Leave out the pictures and return every entry exactly as it appears.

Available records:
- - - - -
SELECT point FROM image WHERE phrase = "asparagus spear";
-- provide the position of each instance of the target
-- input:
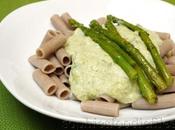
(150, 46)
(144, 84)
(134, 52)
(109, 47)
(146, 87)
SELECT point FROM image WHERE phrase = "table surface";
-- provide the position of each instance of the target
(16, 116)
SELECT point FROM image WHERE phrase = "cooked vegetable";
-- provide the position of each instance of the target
(109, 47)
(135, 54)
(150, 46)
(146, 87)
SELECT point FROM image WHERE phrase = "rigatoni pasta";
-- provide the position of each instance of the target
(63, 57)
(51, 46)
(53, 65)
(105, 98)
(64, 80)
(59, 68)
(67, 70)
(46, 66)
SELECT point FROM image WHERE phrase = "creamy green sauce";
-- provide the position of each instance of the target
(94, 73)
- - - - -
Correct output:
SELECT point FROM image WHERE phrase = "asparagus spear";
-- provide the position of each instance of the target
-- input:
(150, 46)
(144, 84)
(134, 52)
(109, 47)
(146, 87)
SELECT point FROM image WHERE phrase = "table surface";
-- provide the position of each instance of the target
(16, 116)
SELECT point FROM image WHERE phrase = "cooked vegetable";
-- provide the position of each instance of the target
(109, 47)
(135, 54)
(150, 46)
(146, 87)
SELECT point FROM image WHERE phrase = "rigatoni pasta";
-- provide the position of each instance of the target
(63, 57)
(51, 46)
(53, 65)
(105, 98)
(64, 80)
(59, 68)
(67, 70)
(46, 66)
SELECT point FROM image WHERE phrase = "creamy green sauce";
-- provide the position of each instance of the target
(94, 73)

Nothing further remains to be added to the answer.